📘
📘
📘
📘
Notes
Natural Language Processing
Search
⌃K

# Regular Expressions

Formal Languages, Regular Expressions, Automata and Transducers

## Formal Language = Set of Strings of Symbols

A Formal Language can model a phenomenon, e.g. written English
Examples: All combinations of the letters, any number of As, followed by any number of Bs, mathematical equations, all the sentences of a simplified version of written English, a sequence of musical notation (e.g., the notes in Beethoven's 9th Symphony), etc.

### What is a Formal Grammar for?

A formal grammar: a set of rules that match all and only instances of a formal language. A formal grammar defines a formal language.
In Computer Science, Formal grammars are used to generate and recognize formal languages (e.g., programming languages)

• Requirement 1
Reproduce the stretch of the regular expressions notes from "## Formal Language" through "(e.g., programming languages)".
• Requirement 2
According to the regular expressions notes, why can a formal grammar be said to define a formal language?
• Requirement 3
List the examples of formal languages given on the line of the regular expressions notes that begins with "Examples:".
You won't need the records for any of this.

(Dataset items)
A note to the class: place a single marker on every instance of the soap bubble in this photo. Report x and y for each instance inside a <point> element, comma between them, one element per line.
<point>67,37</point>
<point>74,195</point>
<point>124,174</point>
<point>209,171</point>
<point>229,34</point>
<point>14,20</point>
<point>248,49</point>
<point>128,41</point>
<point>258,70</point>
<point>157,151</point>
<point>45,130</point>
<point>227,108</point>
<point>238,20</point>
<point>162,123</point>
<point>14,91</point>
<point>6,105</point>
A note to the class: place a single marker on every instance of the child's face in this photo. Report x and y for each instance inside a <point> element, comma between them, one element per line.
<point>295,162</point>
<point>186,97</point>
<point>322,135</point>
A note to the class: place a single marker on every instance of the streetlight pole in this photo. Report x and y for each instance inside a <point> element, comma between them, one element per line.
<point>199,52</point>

• Worked answer 1
## Formal Language = Set of Strings of Symbols

A Formal Language can model a phenomenon, e.g. written English
Examples: All combinations of the letters, any number of As, followed by any number of Bs, mathematical equations, all the sentences of a simplified version of written English, a sequence of musical notation (e.g., the notes in Beethoven's 9th Symphony), etc.

### What is a Formal Grammar for?

A formal grammar: a set of rules that match all and only instances of a formal language. A formal grammar defines a formal language.
In Computer Science, Formal grammars are used to generate and recognize formal languages (e.g., programming languages)

• Worked answer 2
A formal grammar is a set of rules that match all and only the instances of a formal language. Because its rules pick out exactly those strings and no others, the grammar defines that language.

• Worked answer 3
- All combinations of the letters
- Any number of As, followed by any number of Bs
- Mathematical equations
- All the sentences of a simplified version of written English
- A sequence of musical notation (e.g., the notes in Beethoven's 9th Symphony)